**Things to do**
• 1. Retype the piece on Theresa Kachindamoto, starting at "Once she finished" and ending at "to replace him!".
• 2. Answer these about the piece on Theresa Kachindamoto:
(a) In what year was Theresa born?
(b) How many years did she stay at the college?
(c) How many Elders came in the delegation that visited her?

**Selected passage**
Do not mess with Fire!

Imagine you were born in Malawi, the daughter of a chief and youngest of 12 siblings. Imagine that you moved away for college in a neighboring city and ended-up staying there and working there. Imagine that almost 30 years later, upon the death of your brother the Chief, the Elders chose you – his sister and youngest sibling of the surviving 11 kids – to take over the rule! Would you accept the challenge, being a woman in a position normally occupied by men? And if you do against, what would you do to impact your countrymen’s life, a rural people deeply attached to the cultures and traditions of the past?

Today, I am inspired by Theresa Kachindamoto of Malawi. Theresa was born in 1959 in Mtakataka on the shores of Lake Malawi, near the port city of Monkey Bay. She was the youngest of a family of 12 kids, seven boys and five girls. Her father was the Paramount Chief of Dedza, a district in the Central Region of Malawi, midway between Lilongwe and the Mozambican border.

The daughter of a Chief, Theresa was home schooled till her teens before she enrolled at Zomba Theological College, an institution established by the Protestant’s Church of Malawi in 1977. Zomba is a beautiful provincial town with its architecture reminiscent of its days under British colonial rule, when it was still the capital of the country. Zomba remained the capital for ten years after the 1964 independence, till 1974 Lilongwe became the capital.

Once she finished her education, she received joined the administrative staff of the College. She got married and had five kids, all boys. She enjoyed living in an environment where young people, especially girls, could change the course of their life just by earning a degree.

Theresa stayed at the college for 27 years till a fateful day of 2003 when she received a visit from a delegation of 15 Elders of her tribal royal family.

They had made the journey from Dedza to ask her to come back home. I should say it was more a summon than an invitation, really. Her second brother, Justino, who had become Chief of Dedza, after the passing of their father and her oldest brother, had recently passed away and the Elders council had chosen her to replace him!

She had never imagined she would receive a call of that nature. You must understand that though she had the blood of chiefs, and that her tribe, the Chewa, allowed for daughters to become chief, it was unlikely to ever happen to her as she had five other older brothers. What were the odds that the Elders would choose her, the youngest kid?

**Provided data**
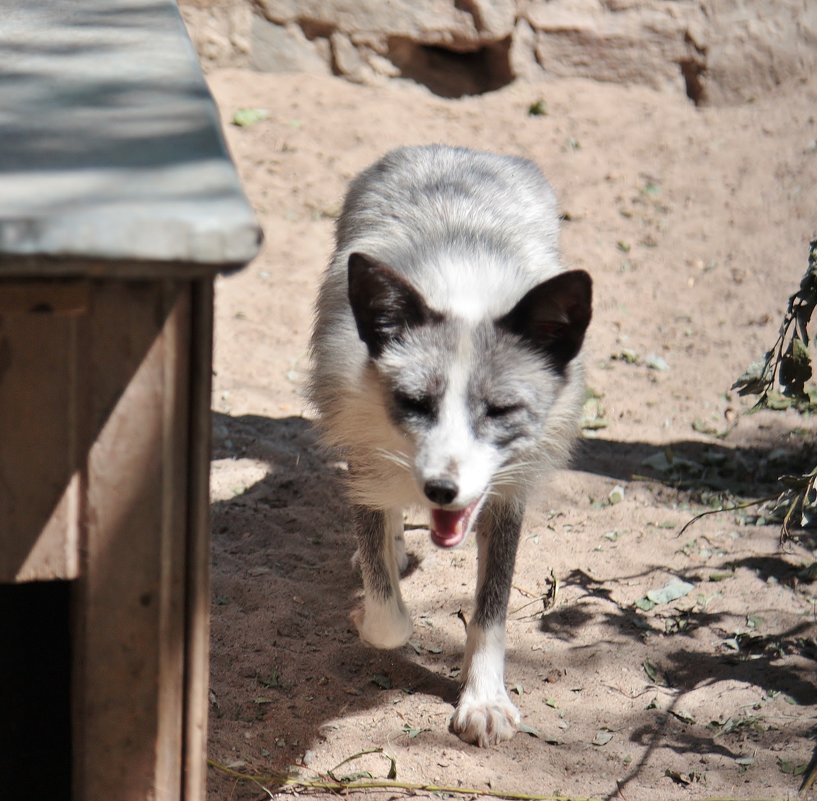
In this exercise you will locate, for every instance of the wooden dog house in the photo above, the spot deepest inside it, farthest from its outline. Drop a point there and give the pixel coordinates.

**Solution list**
• 1.
Once she finished her education, she received joined the administrative staff of the College. She got married and had five kids, all boys. She enjoyed living in an environment where young people, especially girls, could change the course of their life just by earning a degree.

Theresa stayed at the college for 27 years till a fateful day of 2003 when she received a visit from a delegation of 15 Elders of her tribal royal family.

They had made the journey from Dedza to ask her to come back home. I should say it was more a summon than an invitation, really. Her second brother, Justino, who had become Chief of Dedza, after the passing of their father and her oldest brother, had recently passed away and the Elders council had chosen her to replace him!

• 2.
(a) 1959
(b) 27 years
(c) 15